→ WORK TO COMPLETE:
A. Reproduce word for word the passage of the abstract on the 3-D visualization environment, from "In the Solar-Terrestrial" to "(5) Interactive analysis.".
B. Pick up the abstract on the 3-D visualization environment after its final sentence and keep writing it.

→ GIVEN TEXT:
--*--

Development of a 3-D Visualization Environment for Integration and Analysis of Computer Simulations and Satellites and Ground-based Observations Based on Grid Environment

Kazunori Yamamoto

Authors: Kazunori YAMAMOTO, Graduate School of Science and Engineering, Ehime University
Ken T. MURATA, Center for Information Technology, Ehime University
Eizen KIMURA, Graduate School of Medicine, Ehime University
Rie HONDA, Department of Information Science, Kochi University


In the Solar-Terrestrial Physics (STP) field, there are two major research methods for geo-space; one is computer simulation and the other is satellite and/or ground-based observation. Combination of these two methods is crucial to develop our understanding of the structure and dynamics of the Earth’s geo-space. Especially, 3-D visualizations would be effective and plausible for the combinations of both data. We have constructed a 3-D visualization environment for integration of simulation and satellites and ground-based observations data analysis: the Virtual Earth’s Magnetosphere System (VEMS). On the VEMS, hetero data are integrated in the following manner: (1) Search and download of observation data files, (2) Convert of data format, (3) Preprocess of data (resampling), (4) Visualize in 4-D (3-D in space and 1-D in time), and
(5) Interactive analysis.

(1)Search and download of observation data files: Using the STARS (Solar-Terrestrial data Analysis and Reference System) meta-database that provides meta-information of observation data files managed at distributed observation data sites over the Internet, users download data files without knowing where the data files are managed.

(2)Convert of data format: We developed an original data class to support our reading of data files and conversion them into a common data format. The data class defines schemata for several types of data. Since this class encapsulates data files, users easily read any data files without paying attention to their data formats.

(3)Preprocess of data (resampling): Resampling time series with linear interpolations, time scale is regularized over data files.

(4)Visualize in 4-D: A smaller scale coordinate system is laid on a larger one. Due to this hierarchical structure of coordinate systems, any observation data given in the smaller scale coordinate system is visualized in the 3-D space in the larger coordinate system without any geometrical conversion.

--*--

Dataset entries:
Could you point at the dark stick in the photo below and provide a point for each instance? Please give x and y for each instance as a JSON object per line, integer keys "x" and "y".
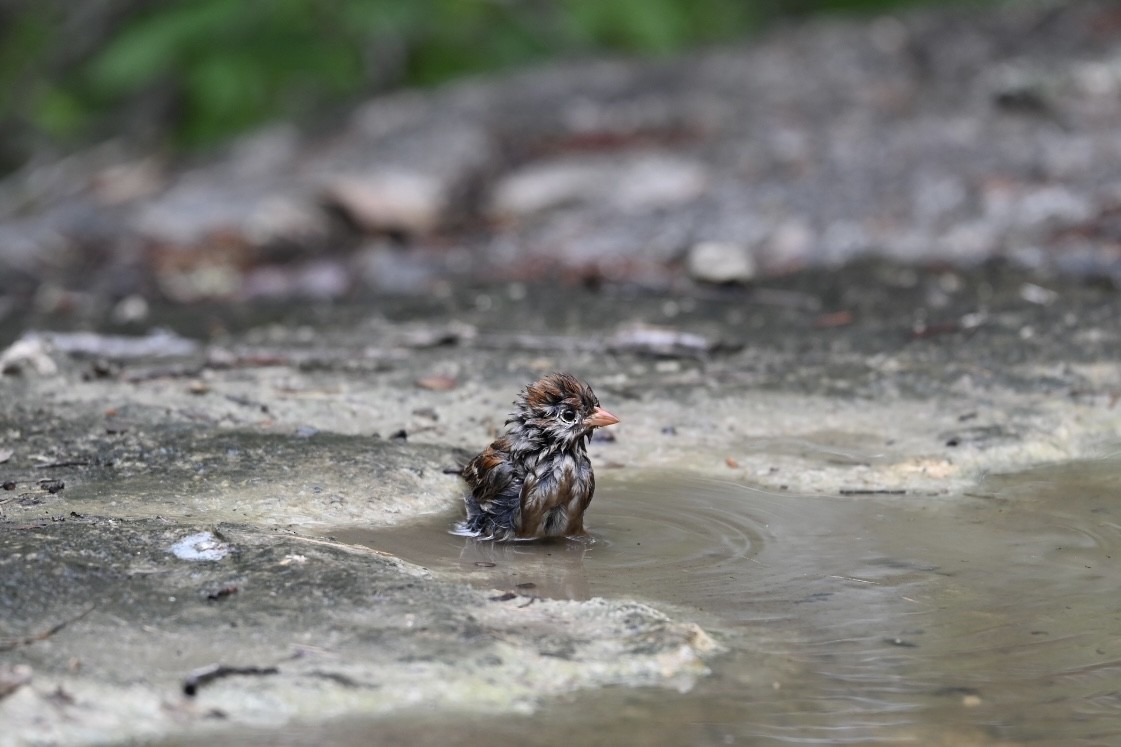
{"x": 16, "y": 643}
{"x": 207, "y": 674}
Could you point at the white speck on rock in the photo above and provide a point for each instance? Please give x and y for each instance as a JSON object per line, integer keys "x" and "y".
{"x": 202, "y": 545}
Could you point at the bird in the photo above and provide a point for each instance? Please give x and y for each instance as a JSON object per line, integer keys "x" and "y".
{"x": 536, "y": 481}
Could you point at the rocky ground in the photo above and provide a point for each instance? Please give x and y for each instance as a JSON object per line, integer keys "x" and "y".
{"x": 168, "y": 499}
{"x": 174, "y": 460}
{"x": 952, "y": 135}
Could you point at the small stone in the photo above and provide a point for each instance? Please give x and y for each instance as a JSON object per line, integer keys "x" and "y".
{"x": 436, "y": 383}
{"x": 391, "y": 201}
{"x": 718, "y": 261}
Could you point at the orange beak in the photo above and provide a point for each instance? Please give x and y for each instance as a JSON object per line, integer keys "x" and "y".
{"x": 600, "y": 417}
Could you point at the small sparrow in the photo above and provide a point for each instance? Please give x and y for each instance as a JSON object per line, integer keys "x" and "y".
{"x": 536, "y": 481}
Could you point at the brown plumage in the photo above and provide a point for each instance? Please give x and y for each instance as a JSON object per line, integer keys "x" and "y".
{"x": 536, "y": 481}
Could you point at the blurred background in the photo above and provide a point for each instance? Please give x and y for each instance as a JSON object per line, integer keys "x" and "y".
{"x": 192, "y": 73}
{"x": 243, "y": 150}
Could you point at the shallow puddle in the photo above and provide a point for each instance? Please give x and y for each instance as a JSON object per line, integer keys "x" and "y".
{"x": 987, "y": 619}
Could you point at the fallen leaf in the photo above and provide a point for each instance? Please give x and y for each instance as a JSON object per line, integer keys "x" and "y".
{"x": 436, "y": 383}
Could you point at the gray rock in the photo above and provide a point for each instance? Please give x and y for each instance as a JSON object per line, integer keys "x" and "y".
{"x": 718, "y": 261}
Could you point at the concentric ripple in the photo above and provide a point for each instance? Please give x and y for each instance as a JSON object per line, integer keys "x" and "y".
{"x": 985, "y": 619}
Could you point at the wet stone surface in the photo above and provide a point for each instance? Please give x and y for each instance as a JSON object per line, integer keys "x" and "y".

--*--

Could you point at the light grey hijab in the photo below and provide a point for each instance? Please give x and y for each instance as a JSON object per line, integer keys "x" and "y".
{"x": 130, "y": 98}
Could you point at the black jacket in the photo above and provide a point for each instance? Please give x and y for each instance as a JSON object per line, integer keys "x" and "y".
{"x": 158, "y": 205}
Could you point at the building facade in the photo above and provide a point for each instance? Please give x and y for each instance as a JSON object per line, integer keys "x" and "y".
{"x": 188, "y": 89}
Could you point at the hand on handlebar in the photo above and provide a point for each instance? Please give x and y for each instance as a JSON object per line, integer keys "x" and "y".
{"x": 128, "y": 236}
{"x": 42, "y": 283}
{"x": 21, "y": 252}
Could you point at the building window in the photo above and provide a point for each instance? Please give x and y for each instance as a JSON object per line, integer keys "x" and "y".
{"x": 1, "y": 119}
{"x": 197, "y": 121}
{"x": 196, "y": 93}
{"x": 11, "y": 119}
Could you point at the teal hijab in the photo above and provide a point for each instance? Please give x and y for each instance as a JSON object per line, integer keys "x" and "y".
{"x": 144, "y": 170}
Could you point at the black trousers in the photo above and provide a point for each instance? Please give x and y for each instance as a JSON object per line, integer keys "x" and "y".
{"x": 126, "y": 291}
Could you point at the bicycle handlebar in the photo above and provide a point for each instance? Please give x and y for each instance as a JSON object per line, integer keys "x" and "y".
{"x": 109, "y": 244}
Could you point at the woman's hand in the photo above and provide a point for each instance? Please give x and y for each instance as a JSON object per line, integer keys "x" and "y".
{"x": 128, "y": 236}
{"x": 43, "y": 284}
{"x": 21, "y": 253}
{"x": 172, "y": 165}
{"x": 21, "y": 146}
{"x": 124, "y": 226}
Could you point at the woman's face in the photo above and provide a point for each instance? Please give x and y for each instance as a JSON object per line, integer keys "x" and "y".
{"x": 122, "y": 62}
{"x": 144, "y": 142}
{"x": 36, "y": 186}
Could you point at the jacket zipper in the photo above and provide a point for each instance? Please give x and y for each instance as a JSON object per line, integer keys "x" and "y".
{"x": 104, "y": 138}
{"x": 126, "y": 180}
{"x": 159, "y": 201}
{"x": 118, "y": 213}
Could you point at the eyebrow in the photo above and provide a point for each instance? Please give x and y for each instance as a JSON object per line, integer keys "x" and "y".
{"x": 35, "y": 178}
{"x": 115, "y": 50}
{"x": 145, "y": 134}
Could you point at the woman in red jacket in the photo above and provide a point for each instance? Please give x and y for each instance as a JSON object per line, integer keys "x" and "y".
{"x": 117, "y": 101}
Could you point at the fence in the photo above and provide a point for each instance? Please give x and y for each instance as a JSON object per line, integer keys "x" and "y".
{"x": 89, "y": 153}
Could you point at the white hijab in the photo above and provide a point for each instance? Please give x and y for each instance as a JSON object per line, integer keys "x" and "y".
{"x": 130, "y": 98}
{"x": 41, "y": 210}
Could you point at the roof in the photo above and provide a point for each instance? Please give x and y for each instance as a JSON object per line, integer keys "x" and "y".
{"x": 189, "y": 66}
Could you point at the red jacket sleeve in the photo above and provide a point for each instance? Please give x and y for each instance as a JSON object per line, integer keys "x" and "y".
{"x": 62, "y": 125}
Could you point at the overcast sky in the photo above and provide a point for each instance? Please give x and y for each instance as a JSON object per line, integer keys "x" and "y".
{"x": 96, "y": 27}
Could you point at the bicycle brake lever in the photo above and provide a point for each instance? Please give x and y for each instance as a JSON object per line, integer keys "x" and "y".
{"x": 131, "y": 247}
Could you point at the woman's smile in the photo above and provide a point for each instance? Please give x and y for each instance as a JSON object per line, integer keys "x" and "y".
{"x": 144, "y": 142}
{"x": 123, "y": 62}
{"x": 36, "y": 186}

--*--

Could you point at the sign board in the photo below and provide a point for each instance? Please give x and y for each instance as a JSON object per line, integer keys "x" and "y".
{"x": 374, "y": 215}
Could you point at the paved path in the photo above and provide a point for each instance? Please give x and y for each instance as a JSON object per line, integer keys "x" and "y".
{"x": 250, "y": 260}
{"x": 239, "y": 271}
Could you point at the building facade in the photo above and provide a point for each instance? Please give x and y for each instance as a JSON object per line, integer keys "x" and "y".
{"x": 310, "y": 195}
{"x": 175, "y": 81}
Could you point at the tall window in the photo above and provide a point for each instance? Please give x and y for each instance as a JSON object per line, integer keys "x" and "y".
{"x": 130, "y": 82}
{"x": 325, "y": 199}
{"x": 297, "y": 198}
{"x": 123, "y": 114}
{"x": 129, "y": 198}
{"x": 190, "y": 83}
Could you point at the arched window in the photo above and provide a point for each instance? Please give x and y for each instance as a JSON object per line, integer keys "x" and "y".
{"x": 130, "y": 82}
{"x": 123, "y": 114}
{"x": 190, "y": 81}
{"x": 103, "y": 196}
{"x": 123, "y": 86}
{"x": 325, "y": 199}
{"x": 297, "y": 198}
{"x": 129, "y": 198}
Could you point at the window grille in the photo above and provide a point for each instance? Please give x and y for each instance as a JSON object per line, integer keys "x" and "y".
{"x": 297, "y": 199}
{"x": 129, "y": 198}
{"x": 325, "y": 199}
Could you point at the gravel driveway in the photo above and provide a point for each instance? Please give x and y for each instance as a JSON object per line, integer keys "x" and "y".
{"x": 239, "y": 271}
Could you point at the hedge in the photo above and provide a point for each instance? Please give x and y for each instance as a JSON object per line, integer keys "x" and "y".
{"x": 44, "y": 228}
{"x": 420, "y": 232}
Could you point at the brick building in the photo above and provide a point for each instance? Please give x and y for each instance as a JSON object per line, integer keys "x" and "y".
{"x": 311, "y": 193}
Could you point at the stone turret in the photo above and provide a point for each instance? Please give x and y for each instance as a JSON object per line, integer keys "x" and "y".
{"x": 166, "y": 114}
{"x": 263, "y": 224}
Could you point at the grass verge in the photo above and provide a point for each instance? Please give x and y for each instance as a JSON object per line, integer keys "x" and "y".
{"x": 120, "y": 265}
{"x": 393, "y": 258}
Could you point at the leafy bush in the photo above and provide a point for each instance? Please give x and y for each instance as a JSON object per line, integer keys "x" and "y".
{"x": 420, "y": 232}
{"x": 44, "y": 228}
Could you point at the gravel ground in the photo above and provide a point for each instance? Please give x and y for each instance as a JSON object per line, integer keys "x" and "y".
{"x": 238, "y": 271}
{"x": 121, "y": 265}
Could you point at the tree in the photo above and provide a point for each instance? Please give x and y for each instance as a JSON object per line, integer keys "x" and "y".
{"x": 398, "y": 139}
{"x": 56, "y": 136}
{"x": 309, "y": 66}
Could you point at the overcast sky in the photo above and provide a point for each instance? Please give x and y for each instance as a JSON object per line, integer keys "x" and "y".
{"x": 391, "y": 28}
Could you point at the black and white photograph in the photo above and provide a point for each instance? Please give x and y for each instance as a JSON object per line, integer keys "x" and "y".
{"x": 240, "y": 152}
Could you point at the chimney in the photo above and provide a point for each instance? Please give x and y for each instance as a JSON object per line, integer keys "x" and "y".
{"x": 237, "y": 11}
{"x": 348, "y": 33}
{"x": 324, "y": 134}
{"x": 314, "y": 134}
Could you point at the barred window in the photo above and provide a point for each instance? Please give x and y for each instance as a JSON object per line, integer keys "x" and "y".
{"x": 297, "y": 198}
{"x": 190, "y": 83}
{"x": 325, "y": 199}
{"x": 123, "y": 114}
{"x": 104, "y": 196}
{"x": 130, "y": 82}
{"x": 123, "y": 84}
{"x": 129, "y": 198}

--*--

→ RESPONSES BY TASK:
A.
In the Solar-Terrestrial Physics (STP) field, there are two major research methods for geo-space; one is computer simulation and the other is satellite and/or ground-based observation. Combination of these two methods is crucial to develop our understanding of the structure and dynamics of the Earth’s geo-space. Especially, 3-D visualizations would be effective and plausible for the combinations of both data. We have constructed a 3-D visualization environment for integration of simulation and satellites and ground-based observations data analysis: the Virtual Earth’s Magnetosphere System (VEMS). On the VEMS, hetero data are integrated in the following manner: (1) Search and download of observation data files, (2) Convert of data format, (3) Preprocess of data (resampling), (4) Visualize in 4-D (3-D in space and 1-D in time), and
(5) Interactive analysis.

B.
(5)Interactive analysis: In addition to the observation data, global MHD simulation data are also visualized in the 4-D format as long as the simulation is performed with real parameters. We can directly compare observation data (scalar or vector) with global MHD simulation results. Through our research uses of the VEMS for scientific data analyses, we found several practical problems of the system, especially in case of long durational data analyses. Herein, let us consider one year data analysis. A data file usually consists of one day observation data, thus there are 365 files for one year. On the process (1) in our system, we need to download 365 files for that analysis per data. It usually takes long time, and makes our real time data analysis hard. We attempt to overcome this problem with introducing a download and cache agent server into our system.

Another problem is the computational load to make re-sampling of data on the process (3). Assume that the sampling time of a data is 10 seconds. The total number of time in one year data is 3,153,600. Since it is unreasonable number, we usually resample them. This process requires CPU power and memory size to the computer. To overcome this problem, we introduce a GRID system to obtain load balance environment. Data files and data processes are parallelized on the GRID, and we will achieve high performance statistical data analyses.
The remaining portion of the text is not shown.